▶ _SUPPLIED TEXT_:

=== Section Start ===

Quality time: Keeping new moms and babies safe


New Kaiser Permanente Southern California program reduces C-section rates across the region

More than 1.2 million babies are born by cesarean section each year, making this surgery one of most commonly performed in the United States. However, while C-sections can save lives when mothers or babies are at risk, the surgery has potential complications such as bleeding, additional surgery, injury, and even death.

Working together to protect their patients, Permanente physicians and clinicians safely reduced C-section rates for low-risk moms from 27% to 21% from 2016-2019 at Kaiser Permanente Southern California – well below national averages.

Cheri Lowre, MD, an obstetrician-gynecologist with Southern California Permanente Medical Group and assistant chief of Ob-Gyn at Kaiser Permanente Panorama City Medical Center, and Marianna Volodarskiy, MSN, RN, NE-BC, regional maternal child health director, explain what drove Southern California’s Perinatal Core Measure Collaborative program, why it matters, and what makes this effort uniquely Kaiser Permanente.

Cheri Lowre, MD, assistant chief of Ob-Gyn at Kaiser Permanente Panorama Medical Center, left, and Marianna Volodarskiy, MSN, RN, NE-BC, regional director of Maternal Child Health.

Q&A with Cheri Lowre, MD, and Marianna Volodarskiy, MSN, RN, NE-BC

What are the risks associated with primary cesarean?

If you have a C-section for your first birth, there’s a 90% chance you’ll have a cesarean birth for subsequent births. Your maternity journey becomes almost predestined.

=== Section End ===

▶ _PROBLEM 1_: Print the part of the C-section article that begins at the words "Cheri Lowre, MD, an obstetrician-gynecologist" and stops after the words "Maternal Child Health.".
▶ _PROBLEM 2_:
Answer these questions from the C-section article:
(a) How many babies are born by cesarean section each year in the United States?
(b) Between which years did C-section rates for low-risk moms at Kaiser Permanente Southern California drop, and from what rate to what rate?
(c) After a C-section for a first birth, what is the chance of a cesarean for later births?
▶ _PROBLEM 3_:
Decide whether the C-section article supports each statement:
(a) The lower C-section rate for low-risk moms at Kaiser Permanente Southern California was below national averages.
(b) Marianna Volodarskiy is an obstetrician-gynecologist.
(c) Infection is one of the potential complications of C-sections named in the article.

▶ _RECORDED INFORMATION_:
=== Section Start ===

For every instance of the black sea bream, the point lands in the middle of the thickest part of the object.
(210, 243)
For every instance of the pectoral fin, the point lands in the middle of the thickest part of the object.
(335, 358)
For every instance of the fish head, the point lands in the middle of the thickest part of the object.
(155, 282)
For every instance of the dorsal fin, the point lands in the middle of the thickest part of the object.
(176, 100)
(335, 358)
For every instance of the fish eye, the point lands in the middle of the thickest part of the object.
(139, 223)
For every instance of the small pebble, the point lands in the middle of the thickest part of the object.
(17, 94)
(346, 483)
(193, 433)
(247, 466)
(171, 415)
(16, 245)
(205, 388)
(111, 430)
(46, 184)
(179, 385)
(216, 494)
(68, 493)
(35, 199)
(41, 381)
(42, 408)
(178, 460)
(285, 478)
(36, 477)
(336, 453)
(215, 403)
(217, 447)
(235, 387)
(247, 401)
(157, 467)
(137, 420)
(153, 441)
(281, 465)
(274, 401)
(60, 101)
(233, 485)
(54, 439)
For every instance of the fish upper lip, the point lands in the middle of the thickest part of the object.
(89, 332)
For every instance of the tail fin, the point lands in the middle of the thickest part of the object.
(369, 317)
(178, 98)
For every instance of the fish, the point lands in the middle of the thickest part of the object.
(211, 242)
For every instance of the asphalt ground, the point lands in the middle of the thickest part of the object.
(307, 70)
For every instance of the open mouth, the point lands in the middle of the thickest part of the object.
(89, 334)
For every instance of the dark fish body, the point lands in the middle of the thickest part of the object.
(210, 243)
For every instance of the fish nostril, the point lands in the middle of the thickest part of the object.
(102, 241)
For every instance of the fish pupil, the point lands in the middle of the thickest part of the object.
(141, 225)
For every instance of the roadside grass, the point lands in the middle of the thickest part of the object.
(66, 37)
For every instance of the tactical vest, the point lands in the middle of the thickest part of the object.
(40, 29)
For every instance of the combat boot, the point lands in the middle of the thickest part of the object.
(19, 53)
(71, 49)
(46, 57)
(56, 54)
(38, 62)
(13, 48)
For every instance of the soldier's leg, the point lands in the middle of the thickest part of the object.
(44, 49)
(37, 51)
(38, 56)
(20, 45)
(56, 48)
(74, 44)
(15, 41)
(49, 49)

=== Section End ===

▶ _YOUR SOLUTION 1_:
Cheri Lowre, MD, an obstetrician-gynecologist with Southern California Permanente Medical Group and assistant chief of Ob-Gyn at Kaiser Permanente Panorama City Medical Center, and Marianna Volodarskiy, MSN, RN, NE-BC, regional maternal child health director, explain what drove Southern California’s Perinatal Core Measure Collaborative program, why it matters, and what makes this effort uniquely Kaiser Permanente.

Cheri Lowre, MD, assistant chief of Ob-Gyn at Kaiser Permanente Panorama Medical Center, left, and Marianna Volodarskiy, MSN, RN, NE-BC, regional director of Maternal Child Health.

▶ _YOUR SOLUTION 2_:
(a) More than 1.2 million.
(b) From 2016 to 2019, falling from 27% to 21%.
(c) A 90% chance.

▶ _YOUR SOLUTION 3_:
(a) Yes: "well below national averages."
(b) No: "Marianna Volodarskiy, MSN, RN, NE-BC, regional maternal child health director"
(c) No: "potential complications such as bleeding, additional surgery, injury, and even death."